Problem to solve:
Reproduce nothing but the closing run of lines: the line with "Locate every instance of the white hand" and each line that follows it to the end of the data.

(Entries from a point annotation set)
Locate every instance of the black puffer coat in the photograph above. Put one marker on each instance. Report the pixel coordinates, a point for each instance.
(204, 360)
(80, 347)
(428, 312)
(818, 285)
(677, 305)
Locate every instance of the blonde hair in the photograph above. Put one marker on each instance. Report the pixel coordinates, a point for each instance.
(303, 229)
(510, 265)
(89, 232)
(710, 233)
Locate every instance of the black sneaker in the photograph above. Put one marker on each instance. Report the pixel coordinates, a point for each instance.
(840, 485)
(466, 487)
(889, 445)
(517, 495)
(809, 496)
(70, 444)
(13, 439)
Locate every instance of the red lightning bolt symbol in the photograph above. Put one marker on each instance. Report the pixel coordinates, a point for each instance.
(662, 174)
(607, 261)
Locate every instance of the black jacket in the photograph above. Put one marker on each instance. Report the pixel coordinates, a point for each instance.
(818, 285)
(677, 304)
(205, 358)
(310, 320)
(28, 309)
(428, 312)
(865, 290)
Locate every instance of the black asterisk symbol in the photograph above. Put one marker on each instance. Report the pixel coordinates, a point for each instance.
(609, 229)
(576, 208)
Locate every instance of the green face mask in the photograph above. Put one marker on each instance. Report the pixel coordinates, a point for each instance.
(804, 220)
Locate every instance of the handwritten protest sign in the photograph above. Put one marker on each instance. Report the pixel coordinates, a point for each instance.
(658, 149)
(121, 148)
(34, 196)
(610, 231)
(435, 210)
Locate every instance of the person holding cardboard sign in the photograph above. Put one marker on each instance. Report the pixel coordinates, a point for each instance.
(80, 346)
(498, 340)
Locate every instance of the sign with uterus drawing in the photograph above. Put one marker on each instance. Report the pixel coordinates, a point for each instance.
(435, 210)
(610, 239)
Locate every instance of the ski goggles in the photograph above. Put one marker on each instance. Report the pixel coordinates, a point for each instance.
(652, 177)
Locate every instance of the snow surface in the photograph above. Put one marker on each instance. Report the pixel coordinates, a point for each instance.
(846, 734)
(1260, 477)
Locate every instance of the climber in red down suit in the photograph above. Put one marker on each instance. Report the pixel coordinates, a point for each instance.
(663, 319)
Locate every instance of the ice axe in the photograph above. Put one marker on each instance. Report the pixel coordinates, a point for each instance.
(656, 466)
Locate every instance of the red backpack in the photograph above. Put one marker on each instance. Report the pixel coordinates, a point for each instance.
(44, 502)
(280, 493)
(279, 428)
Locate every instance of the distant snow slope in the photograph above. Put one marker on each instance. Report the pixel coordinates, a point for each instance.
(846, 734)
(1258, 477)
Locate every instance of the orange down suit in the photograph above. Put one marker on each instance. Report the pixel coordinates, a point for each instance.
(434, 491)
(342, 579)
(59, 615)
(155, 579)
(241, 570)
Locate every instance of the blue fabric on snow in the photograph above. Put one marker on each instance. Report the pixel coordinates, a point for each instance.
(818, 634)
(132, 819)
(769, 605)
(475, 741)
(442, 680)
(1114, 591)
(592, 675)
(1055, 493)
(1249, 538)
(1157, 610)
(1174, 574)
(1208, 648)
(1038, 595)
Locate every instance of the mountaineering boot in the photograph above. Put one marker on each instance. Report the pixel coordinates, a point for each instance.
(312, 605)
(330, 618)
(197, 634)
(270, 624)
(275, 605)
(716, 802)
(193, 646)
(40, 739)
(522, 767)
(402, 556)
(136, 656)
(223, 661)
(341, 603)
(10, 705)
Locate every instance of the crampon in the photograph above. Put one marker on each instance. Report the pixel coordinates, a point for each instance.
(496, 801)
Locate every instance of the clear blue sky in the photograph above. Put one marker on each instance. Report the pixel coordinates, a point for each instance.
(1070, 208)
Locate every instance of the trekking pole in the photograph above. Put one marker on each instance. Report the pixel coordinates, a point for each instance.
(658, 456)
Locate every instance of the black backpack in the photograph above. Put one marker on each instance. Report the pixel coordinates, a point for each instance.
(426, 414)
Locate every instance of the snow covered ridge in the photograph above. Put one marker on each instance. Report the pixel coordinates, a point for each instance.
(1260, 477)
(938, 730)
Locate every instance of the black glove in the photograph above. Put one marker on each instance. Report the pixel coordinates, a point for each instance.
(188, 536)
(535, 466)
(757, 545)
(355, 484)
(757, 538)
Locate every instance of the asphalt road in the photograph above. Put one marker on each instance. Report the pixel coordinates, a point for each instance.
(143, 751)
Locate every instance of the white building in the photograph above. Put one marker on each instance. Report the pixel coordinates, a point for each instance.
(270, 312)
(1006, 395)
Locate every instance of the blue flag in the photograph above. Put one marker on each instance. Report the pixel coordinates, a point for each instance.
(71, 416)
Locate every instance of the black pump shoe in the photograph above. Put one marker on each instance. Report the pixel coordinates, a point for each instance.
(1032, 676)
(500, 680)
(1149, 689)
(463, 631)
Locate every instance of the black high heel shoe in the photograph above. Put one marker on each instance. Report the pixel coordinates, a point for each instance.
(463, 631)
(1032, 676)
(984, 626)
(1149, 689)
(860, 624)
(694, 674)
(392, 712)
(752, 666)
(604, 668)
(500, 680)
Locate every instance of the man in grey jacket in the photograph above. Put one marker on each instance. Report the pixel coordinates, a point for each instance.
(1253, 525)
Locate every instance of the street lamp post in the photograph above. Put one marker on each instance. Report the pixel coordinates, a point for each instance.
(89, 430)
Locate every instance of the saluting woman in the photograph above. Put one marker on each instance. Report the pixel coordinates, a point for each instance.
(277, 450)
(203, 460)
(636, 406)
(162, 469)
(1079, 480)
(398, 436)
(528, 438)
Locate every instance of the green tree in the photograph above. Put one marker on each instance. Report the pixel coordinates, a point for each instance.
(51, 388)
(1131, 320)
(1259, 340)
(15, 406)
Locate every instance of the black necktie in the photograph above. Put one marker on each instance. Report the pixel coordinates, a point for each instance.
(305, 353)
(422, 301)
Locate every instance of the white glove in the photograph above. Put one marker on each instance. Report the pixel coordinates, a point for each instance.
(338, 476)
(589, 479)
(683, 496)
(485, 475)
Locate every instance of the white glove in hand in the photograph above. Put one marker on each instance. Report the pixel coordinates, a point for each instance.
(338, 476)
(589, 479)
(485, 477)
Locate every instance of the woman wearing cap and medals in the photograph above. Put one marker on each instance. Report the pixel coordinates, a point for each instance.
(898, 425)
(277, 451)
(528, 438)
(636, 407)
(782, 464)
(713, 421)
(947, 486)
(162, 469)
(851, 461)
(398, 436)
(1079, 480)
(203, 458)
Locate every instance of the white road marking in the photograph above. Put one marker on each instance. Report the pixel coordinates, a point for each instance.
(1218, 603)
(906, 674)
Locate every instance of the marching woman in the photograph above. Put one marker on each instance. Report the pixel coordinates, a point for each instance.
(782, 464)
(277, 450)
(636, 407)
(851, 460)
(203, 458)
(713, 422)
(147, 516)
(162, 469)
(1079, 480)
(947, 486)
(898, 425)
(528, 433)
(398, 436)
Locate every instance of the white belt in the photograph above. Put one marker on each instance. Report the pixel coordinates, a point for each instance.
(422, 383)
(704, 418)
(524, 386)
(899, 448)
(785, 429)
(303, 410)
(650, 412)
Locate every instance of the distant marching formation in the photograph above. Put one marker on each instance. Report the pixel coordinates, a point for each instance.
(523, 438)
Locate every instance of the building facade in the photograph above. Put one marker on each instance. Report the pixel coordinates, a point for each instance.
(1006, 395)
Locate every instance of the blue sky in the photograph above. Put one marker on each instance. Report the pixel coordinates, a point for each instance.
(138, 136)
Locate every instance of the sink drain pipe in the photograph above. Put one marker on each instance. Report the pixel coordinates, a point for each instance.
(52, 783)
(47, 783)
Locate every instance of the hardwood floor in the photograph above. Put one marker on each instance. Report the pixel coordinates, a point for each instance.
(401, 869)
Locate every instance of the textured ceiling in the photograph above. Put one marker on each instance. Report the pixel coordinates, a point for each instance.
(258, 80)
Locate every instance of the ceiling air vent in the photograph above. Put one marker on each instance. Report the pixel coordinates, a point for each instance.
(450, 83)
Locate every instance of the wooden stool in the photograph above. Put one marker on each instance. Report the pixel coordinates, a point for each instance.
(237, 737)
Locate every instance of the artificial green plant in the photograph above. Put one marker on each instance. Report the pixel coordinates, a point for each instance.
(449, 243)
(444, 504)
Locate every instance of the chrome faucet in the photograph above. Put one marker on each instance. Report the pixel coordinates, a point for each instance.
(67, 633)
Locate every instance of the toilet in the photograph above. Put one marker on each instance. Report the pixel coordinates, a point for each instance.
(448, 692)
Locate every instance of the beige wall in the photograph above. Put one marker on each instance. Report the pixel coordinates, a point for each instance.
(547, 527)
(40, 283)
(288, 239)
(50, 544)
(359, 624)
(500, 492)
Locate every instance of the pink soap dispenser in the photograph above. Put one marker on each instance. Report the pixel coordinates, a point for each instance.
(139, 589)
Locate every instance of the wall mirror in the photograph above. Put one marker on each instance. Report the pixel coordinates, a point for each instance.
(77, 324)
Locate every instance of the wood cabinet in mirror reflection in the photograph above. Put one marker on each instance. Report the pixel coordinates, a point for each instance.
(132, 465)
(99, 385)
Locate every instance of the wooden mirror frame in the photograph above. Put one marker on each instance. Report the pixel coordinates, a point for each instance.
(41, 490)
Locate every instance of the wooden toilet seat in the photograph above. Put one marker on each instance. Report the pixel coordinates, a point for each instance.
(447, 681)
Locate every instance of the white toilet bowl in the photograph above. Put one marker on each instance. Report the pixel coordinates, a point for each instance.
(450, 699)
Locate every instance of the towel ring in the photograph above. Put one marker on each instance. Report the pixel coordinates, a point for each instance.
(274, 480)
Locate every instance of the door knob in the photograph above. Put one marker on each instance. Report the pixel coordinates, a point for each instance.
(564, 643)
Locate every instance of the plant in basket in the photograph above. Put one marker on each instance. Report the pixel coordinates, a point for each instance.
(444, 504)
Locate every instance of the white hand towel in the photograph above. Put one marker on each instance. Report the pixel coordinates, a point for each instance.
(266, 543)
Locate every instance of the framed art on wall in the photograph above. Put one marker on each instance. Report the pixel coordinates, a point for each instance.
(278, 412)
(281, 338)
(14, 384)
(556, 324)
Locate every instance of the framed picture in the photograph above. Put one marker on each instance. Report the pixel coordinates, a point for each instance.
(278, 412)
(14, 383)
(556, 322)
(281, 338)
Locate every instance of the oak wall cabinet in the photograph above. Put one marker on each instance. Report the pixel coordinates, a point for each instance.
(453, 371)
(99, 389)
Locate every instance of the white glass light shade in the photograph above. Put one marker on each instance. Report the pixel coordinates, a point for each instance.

Result for this task:
Locate every instance of the white hand towel in the photograph above. Put one marker on each instance. Report the pixel coordinates, a point for each instance.
(266, 543)
Locate every instance of the framed art on wall in the photograph above. Put one marker on each instance. Report the pixel coordinates, a point for each instance.
(278, 412)
(281, 338)
(14, 384)
(556, 324)
Locate every instance of the framed picture in the photograph above. Put one marker on each instance. Report the pixel coordinates, a point for each instance.
(278, 412)
(14, 383)
(556, 322)
(281, 338)
Locate every instance of the oak wall cabinet in the photograph above. Put one marker on each instance. Report the pixel coordinates, a point for each instance.
(453, 371)
(99, 389)
Locate every instance of the white glass light shade in the photograph above. Put one marker on each instance. Report the pixel coordinates, a point for each instance.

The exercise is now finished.